TASK BRIEF:
The line with "Need: a point for each instance of the chef in" marks the start; write out that line and all following lines through the end of the listing, exactly.

DATA EXTRACT:
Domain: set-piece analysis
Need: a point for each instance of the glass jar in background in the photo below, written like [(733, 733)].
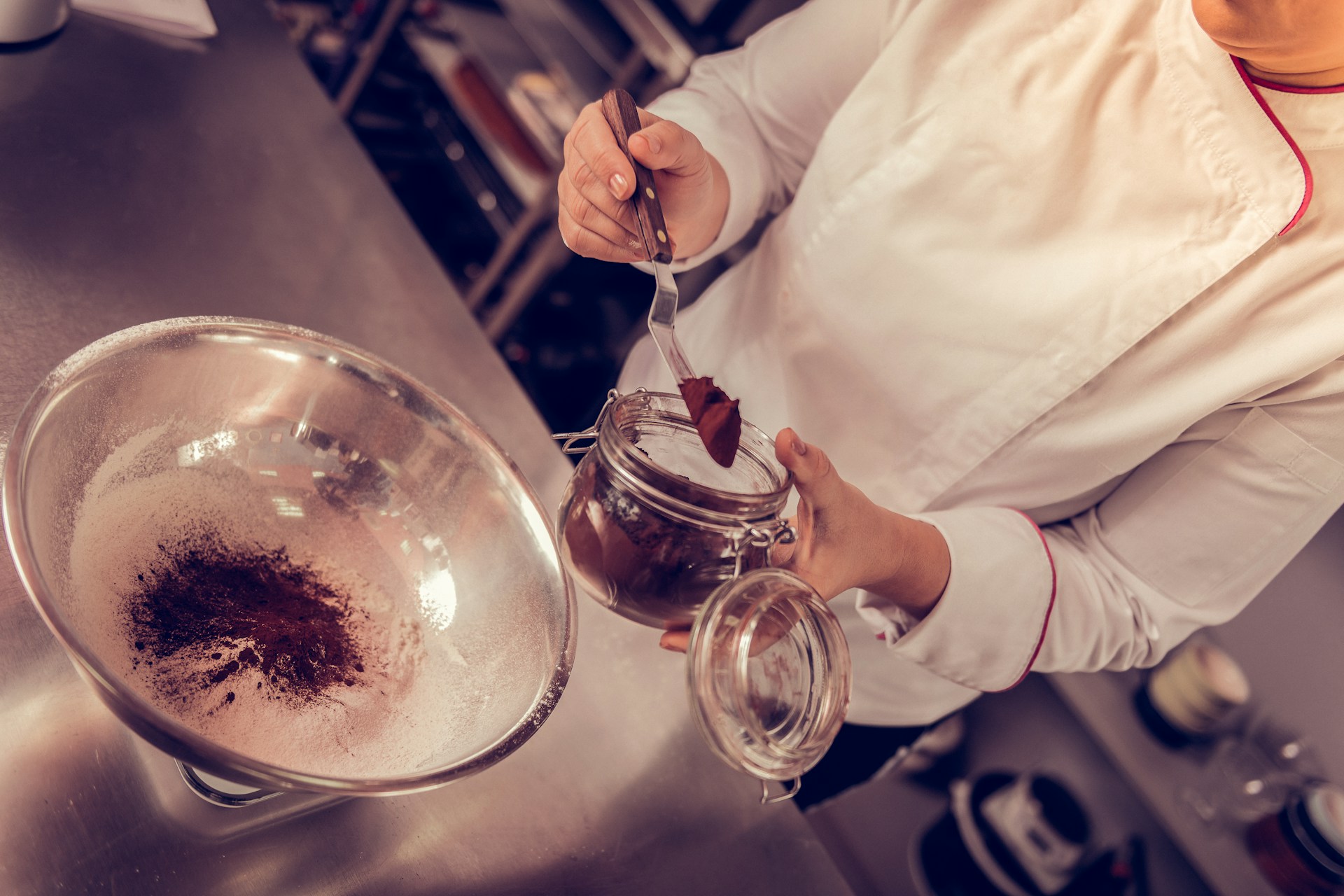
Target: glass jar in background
[(1191, 696), (1300, 849), (654, 530), (1238, 785)]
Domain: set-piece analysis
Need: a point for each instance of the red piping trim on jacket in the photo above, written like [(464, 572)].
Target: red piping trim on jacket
[(1050, 608), (1282, 131), (1275, 85)]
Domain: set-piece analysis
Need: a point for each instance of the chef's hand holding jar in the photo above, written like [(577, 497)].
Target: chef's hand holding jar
[(1056, 288)]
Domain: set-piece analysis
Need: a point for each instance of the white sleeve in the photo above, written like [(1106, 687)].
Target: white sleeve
[(761, 109), (1187, 540)]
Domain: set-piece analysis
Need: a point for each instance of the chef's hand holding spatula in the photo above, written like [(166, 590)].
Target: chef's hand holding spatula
[(714, 414)]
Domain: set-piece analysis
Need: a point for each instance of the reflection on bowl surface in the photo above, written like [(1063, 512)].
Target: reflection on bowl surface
[(277, 555)]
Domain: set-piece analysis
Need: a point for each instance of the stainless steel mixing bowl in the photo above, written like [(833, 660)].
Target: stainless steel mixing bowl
[(315, 447)]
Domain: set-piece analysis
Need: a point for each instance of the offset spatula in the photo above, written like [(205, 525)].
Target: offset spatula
[(714, 414)]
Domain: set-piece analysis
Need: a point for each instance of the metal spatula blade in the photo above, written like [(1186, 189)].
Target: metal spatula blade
[(714, 414), (624, 117)]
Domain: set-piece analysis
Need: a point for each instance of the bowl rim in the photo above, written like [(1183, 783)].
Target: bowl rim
[(159, 727)]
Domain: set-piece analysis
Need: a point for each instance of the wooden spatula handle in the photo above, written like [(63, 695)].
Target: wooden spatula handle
[(624, 117)]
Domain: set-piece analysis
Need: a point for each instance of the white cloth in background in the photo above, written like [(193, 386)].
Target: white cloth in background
[(1031, 254)]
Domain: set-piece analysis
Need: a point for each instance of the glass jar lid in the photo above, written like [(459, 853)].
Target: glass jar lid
[(769, 675)]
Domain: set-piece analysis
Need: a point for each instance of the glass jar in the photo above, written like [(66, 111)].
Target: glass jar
[(654, 530), (651, 526), (1300, 849)]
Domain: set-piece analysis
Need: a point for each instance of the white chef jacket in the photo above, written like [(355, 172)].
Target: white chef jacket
[(1037, 262)]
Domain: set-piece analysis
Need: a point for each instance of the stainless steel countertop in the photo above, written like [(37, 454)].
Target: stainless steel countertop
[(146, 178)]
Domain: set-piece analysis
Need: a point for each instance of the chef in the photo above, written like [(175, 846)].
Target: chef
[(1058, 286)]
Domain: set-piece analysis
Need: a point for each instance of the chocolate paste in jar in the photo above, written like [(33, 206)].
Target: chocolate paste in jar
[(650, 568)]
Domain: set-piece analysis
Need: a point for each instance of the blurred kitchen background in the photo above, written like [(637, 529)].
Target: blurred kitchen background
[(463, 108), (464, 105)]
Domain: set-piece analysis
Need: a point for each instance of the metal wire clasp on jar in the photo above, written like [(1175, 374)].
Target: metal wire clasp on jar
[(656, 531)]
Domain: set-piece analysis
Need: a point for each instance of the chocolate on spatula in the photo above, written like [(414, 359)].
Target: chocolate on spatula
[(715, 418)]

RESULT:
Need: a point for each instance of the chef in the photo above, written like [(175, 846)].
Target: chef
[(1058, 286)]
Domain: set-piece analysis
Need: a point for each instance of the chocolate paste in jar in the photo above, written like [(33, 206)].
Target: chocolate paste in jar
[(650, 568)]
Domain: set-piece analysis
Need: a point for each instance of the blurred kitchen background in the photo above, written like [(637, 529)].
Target: blurred kitchen background
[(463, 108), (464, 105)]
Domain: set-piece analysis
Need: a point for each instance of the metal wire clasp on jar in the photo above, written like [(1175, 374)].
Target: metal wire clasp on jar
[(656, 531)]
Domain: set-piece analysis
Need: a point for each instance of the chocolate on spatula in the photo above, written like [(414, 359)].
Target: chocolate on spatula
[(715, 418)]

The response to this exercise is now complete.